Description of the task: Render the lines of the listing below, from the line containing "Could you give the outline of every instance of the stack" through the end of the listing, as a Markdown table with the columns Row and Line, omitting blank lines.

Stored rows:
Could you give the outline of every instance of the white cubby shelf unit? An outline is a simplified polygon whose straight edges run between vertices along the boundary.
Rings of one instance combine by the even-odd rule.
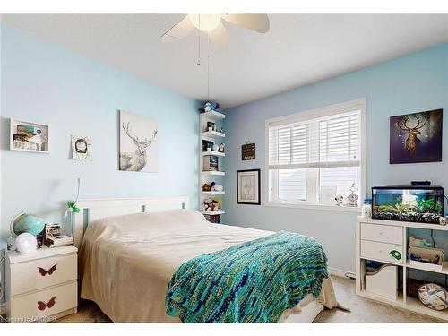
[[[22,127],[22,129],[19,130],[18,127]],[[11,151],[48,154],[50,152],[49,129],[48,125],[11,118],[9,121],[9,149]]]
[[[226,153],[224,151],[205,151],[202,146],[202,141],[212,142],[213,145],[220,145],[224,142],[226,134],[221,131],[222,121],[225,119],[226,116],[223,113],[218,111],[209,111],[202,113],[199,116],[199,208],[200,211],[204,215],[220,215],[226,213],[224,209],[219,209],[215,211],[205,211],[204,201],[208,198],[215,199],[216,197],[222,197],[226,194],[225,191],[202,191],[202,185],[204,184],[211,185],[214,182],[216,185],[223,185],[223,177],[226,173],[222,170],[222,159],[224,159]],[[209,130],[208,123],[213,123],[216,125],[216,130]],[[204,159],[208,156],[218,157],[218,170],[206,170],[204,168]]]
[[[409,276],[409,271],[412,272],[413,270],[418,270],[425,275],[425,282],[440,283],[441,285],[443,285],[440,281],[441,274],[443,278],[448,274],[448,262],[446,261],[440,270],[431,269],[423,263],[410,264],[407,254],[408,239],[409,235],[416,232],[416,229],[417,231],[442,231],[448,237],[448,226],[358,218],[356,225],[356,292],[364,297],[448,321],[448,309],[441,311],[431,309],[423,305],[418,298],[412,297],[408,293],[407,281],[409,278],[413,278],[413,276]],[[413,233],[411,234],[409,230],[412,230]],[[391,255],[391,251],[400,252],[401,257],[397,260]],[[398,291],[396,299],[366,290],[366,262],[367,260],[398,267],[398,282],[402,284],[402,289],[399,288],[398,283],[394,284],[397,286]],[[394,280],[391,279],[391,281]]]

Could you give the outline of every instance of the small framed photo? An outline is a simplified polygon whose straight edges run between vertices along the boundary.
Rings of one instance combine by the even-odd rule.
[[[237,203],[260,205],[260,169],[237,171]]]
[[[91,161],[91,138],[72,134],[72,158],[77,161]]]

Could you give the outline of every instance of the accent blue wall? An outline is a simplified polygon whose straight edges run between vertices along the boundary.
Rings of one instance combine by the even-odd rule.
[[[1,247],[21,211],[60,222],[81,198],[186,195],[197,208],[197,102],[128,73],[2,26]],[[159,172],[118,171],[118,109],[159,123]],[[50,125],[50,154],[9,149],[9,118]],[[71,134],[90,135],[92,161],[70,159]]]
[[[266,186],[264,122],[362,97],[367,99],[367,187],[428,179],[448,188],[448,44],[443,44],[226,111],[224,221],[314,237],[326,250],[330,266],[354,271],[357,213],[263,205]],[[444,108],[445,115],[443,162],[390,165],[389,117],[435,108]],[[248,141],[256,143],[256,159],[242,161],[241,145]],[[249,168],[262,169],[261,206],[237,204],[236,171]],[[448,251],[446,238],[444,247]]]

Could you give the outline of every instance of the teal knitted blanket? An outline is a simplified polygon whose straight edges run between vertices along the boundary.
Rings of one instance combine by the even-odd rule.
[[[274,323],[328,277],[312,237],[280,231],[182,264],[167,290],[167,313],[184,323]]]

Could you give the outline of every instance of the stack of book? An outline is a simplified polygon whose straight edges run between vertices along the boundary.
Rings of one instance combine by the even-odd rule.
[[[62,234],[61,224],[45,225],[45,245],[48,247],[73,244],[73,237]]]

Solution for this task:
| Row | Line |
|---|---|
| 1 | Could you give the outline of every instance of the stack of book? An outline is a simplified polygon whose straight edges run between vertices along the boundary. |
| 2 | Rings of one instance combine by the even-odd rule. |
| 3 | [[[62,234],[61,224],[45,225],[45,245],[48,247],[73,244],[73,237]]] |